Brief
Reproduce verbatim the lines between the line containing "Q: Where does the paraglider wing" and the line containing "[124,68,134,128]", inclusive.

Data in this exercise
______________________________

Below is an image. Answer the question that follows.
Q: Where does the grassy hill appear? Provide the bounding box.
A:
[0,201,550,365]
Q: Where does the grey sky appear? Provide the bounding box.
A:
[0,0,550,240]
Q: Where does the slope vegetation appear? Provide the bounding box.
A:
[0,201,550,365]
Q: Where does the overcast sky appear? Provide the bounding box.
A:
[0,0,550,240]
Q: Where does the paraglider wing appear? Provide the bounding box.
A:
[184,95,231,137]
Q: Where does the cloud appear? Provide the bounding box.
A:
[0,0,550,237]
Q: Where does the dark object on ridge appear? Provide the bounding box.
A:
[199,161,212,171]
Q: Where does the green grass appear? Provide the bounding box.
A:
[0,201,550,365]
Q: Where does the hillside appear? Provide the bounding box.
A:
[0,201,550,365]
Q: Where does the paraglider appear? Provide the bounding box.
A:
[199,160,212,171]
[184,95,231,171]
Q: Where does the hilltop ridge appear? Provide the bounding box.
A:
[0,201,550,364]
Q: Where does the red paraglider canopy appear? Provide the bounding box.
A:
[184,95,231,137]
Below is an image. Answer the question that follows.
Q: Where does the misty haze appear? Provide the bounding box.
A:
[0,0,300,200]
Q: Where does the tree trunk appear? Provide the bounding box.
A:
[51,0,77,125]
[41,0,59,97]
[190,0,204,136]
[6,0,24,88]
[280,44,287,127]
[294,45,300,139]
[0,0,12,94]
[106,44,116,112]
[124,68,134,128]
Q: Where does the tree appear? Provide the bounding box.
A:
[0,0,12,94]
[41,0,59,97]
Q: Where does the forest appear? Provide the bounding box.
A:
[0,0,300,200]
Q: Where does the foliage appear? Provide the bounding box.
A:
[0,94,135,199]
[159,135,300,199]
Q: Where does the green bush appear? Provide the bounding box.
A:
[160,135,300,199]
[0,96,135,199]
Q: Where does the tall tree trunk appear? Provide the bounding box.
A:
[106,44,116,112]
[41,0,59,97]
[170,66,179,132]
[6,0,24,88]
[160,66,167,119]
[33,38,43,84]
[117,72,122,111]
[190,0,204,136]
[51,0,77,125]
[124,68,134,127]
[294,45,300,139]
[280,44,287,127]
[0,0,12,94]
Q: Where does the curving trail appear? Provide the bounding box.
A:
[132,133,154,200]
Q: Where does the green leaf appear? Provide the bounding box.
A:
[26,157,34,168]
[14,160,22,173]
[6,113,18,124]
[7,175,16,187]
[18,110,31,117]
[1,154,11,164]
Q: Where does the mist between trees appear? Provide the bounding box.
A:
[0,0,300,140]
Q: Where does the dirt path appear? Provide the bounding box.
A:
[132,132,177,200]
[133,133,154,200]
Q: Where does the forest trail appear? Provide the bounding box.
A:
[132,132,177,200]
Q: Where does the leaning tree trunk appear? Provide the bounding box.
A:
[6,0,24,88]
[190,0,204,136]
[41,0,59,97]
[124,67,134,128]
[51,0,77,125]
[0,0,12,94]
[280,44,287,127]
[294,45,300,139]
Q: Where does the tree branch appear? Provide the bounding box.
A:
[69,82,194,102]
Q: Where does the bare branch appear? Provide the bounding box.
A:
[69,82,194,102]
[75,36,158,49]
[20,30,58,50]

______________________________

Complete response
Q: Where does the paraglider wing appear? Provide the bounding box.
A:
[184,95,231,137]
Q: Where does the cloud appear? Provide the bounding box.
A:
[0,0,550,237]
Q: Where does the dark object on ridge appear? Provide the bounding box.
A:
[199,161,212,171]
Q: Where does the green grass appear? Provide the bounding box.
A:
[0,201,550,365]
Q: Where does the hillside appear? Provide the bounding box.
A:
[0,201,550,365]
Q: Where does the paraglider appear? Provide the bounding box.
A:
[199,160,212,171]
[184,95,231,171]
Q: Where does the hilltop ridge appear? Provide the bounding box.
A:
[0,201,550,364]
Q: Where does the red paraglider canopy appear? Provide the bounding box.
A:
[184,95,231,137]
Below is an image. Answer the question that follows.
Q: Where does the misty haze appear? Provide the bounding box.
A:
[0,0,300,200]
Q: Where does the tree trunk appear? Provide the bounding box.
A:
[51,0,77,125]
[41,0,59,97]
[190,0,204,136]
[6,0,24,88]
[280,44,287,127]
[294,45,300,139]
[0,0,12,94]
[106,44,116,112]
[124,68,134,128]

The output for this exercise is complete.